> _What to do_:
Would you quote every entry exactly, dropping only the pictures?

Records excerpted from a collection
· · ·

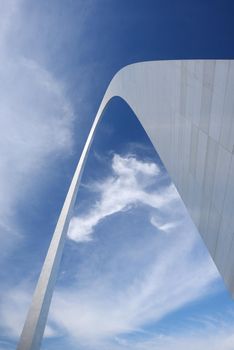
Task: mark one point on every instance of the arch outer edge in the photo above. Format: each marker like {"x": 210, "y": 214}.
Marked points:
{"x": 186, "y": 109}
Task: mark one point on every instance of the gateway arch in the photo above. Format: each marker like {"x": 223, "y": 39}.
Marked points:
{"x": 187, "y": 110}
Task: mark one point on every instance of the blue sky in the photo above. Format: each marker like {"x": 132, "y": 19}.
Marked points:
{"x": 135, "y": 273}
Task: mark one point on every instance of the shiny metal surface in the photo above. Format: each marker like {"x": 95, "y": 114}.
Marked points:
{"x": 187, "y": 110}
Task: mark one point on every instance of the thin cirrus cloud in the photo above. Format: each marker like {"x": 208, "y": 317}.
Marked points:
{"x": 96, "y": 310}
{"x": 127, "y": 186}
{"x": 159, "y": 286}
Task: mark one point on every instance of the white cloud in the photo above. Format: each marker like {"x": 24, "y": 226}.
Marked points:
{"x": 172, "y": 277}
{"x": 127, "y": 186}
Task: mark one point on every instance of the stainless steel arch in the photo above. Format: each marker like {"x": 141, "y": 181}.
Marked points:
{"x": 187, "y": 110}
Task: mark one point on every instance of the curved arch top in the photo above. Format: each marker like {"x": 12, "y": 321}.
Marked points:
{"x": 187, "y": 110}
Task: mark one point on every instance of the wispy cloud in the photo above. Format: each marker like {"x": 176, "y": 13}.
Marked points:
{"x": 128, "y": 185}
{"x": 105, "y": 307}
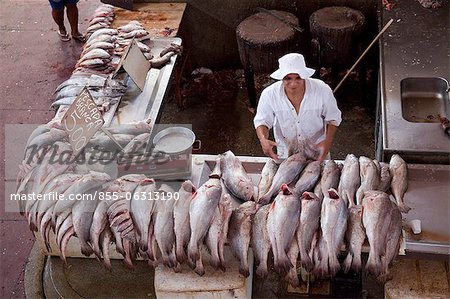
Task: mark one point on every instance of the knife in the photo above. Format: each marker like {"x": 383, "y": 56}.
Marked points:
{"x": 260, "y": 9}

· · ·

> _Reply_:
Task: mark one point on every instance of the arch outer edge in the photo above. Format: each marker like {"x": 210, "y": 214}.
Marked points:
{"x": 186, "y": 109}
Task: mark one point on every instance of the gateway arch in the photo above. Format: each marker like {"x": 223, "y": 39}.
Marked points:
{"x": 187, "y": 110}
Task: mark one point on every instance of the blue sky in the photo above. Format: each marker like {"x": 132, "y": 19}.
Marked points:
{"x": 135, "y": 273}
Task: mark one point on every instance of the shiny metal surface in the photo above. Format: each marker like {"x": 95, "y": 114}.
Marked points:
{"x": 187, "y": 110}
Task: mark one point on every instance of the thin cirrus cloud in the photo above. Format: each marker like {"x": 208, "y": 317}.
Marked points:
{"x": 96, "y": 310}
{"x": 127, "y": 186}
{"x": 159, "y": 286}
Task: mark one point on every instance of the white cloud in the photo above. Format: each marker like {"x": 24, "y": 226}.
Marked points:
{"x": 172, "y": 277}
{"x": 127, "y": 186}
Task: mark one point on every instance of the stainless steel arch in the photo above. Format: each marker like {"x": 141, "y": 181}.
Marked points:
{"x": 187, "y": 110}
Task: mark one point on every instance of the curved arch top in the photo above. Format: each marker like {"x": 12, "y": 321}.
Marked points:
{"x": 187, "y": 110}
Task: mark one point on every instance of the wispy cloud in the photo above. Format: each marker like {"x": 176, "y": 13}.
Marked points:
{"x": 128, "y": 185}
{"x": 105, "y": 307}
Task: mark one point on every instance of the knife in the photo above. Format: each marker like {"x": 383, "y": 56}.
Marked points:
{"x": 260, "y": 9}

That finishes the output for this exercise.